— START Provided records —

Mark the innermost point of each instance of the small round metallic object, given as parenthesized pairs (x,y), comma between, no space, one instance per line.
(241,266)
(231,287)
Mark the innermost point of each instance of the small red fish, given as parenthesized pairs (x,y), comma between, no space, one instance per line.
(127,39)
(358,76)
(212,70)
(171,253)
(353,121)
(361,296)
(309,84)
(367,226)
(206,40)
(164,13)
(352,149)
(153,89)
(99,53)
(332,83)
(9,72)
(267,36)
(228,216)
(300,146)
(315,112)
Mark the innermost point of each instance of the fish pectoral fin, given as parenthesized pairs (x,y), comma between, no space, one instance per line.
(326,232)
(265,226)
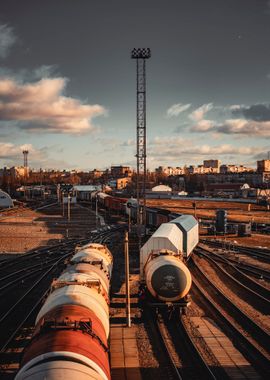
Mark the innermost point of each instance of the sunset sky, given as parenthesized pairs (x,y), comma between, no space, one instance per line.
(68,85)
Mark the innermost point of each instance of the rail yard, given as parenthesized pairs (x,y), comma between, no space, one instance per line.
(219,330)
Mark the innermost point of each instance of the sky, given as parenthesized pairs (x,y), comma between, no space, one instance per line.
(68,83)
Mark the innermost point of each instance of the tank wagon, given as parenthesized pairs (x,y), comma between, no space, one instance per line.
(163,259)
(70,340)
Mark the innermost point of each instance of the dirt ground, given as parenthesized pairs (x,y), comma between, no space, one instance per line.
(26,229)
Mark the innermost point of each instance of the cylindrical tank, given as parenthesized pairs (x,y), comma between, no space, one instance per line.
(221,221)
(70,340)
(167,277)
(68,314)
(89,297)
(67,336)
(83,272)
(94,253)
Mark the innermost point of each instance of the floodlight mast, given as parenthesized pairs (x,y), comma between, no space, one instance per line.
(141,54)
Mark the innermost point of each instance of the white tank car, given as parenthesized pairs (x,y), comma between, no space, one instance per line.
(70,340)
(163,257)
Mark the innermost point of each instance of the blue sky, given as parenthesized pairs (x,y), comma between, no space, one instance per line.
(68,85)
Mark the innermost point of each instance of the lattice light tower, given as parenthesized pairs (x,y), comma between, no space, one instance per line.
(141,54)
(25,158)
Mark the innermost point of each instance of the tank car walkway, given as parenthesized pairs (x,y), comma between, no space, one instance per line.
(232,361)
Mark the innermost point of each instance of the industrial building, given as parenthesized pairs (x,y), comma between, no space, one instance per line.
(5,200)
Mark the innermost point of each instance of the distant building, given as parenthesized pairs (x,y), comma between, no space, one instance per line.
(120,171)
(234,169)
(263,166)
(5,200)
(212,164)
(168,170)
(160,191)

— END Provided records —
— START Provided records —

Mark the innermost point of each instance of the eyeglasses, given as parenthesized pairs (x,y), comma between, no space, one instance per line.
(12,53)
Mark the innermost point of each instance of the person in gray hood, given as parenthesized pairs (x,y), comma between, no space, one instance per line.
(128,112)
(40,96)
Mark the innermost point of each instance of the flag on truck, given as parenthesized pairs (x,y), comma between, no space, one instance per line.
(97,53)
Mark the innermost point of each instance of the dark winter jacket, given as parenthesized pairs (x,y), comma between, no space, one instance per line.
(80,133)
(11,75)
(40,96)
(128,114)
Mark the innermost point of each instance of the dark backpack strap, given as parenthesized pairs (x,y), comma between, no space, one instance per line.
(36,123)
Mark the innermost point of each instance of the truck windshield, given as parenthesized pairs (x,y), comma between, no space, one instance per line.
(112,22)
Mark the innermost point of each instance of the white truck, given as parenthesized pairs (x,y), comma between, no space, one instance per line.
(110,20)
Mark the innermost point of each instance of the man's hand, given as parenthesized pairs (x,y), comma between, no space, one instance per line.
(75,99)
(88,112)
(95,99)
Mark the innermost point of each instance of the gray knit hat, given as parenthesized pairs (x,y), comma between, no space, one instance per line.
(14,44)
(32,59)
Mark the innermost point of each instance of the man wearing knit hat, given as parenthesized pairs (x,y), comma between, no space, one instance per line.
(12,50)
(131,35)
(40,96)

— END Provided records —
— START Provided records —

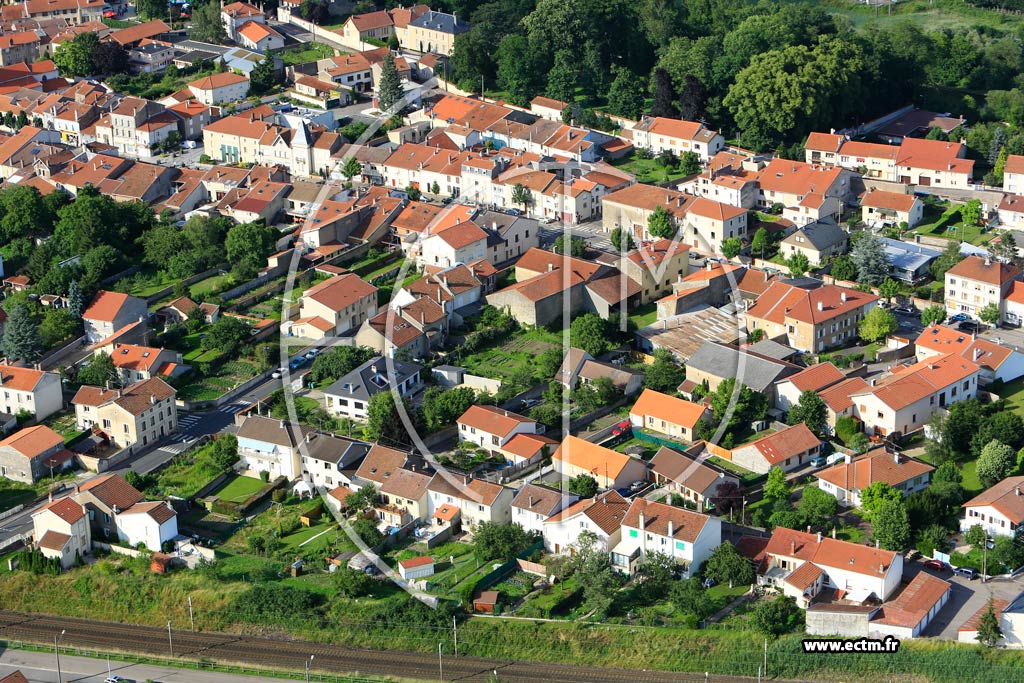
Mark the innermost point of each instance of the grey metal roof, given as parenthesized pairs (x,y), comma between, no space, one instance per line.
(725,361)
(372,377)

— END Provided records —

*What the task requires*. Count the lines in the records above that contain the word "fish", and reply with only the number.

*Response to this task*. 2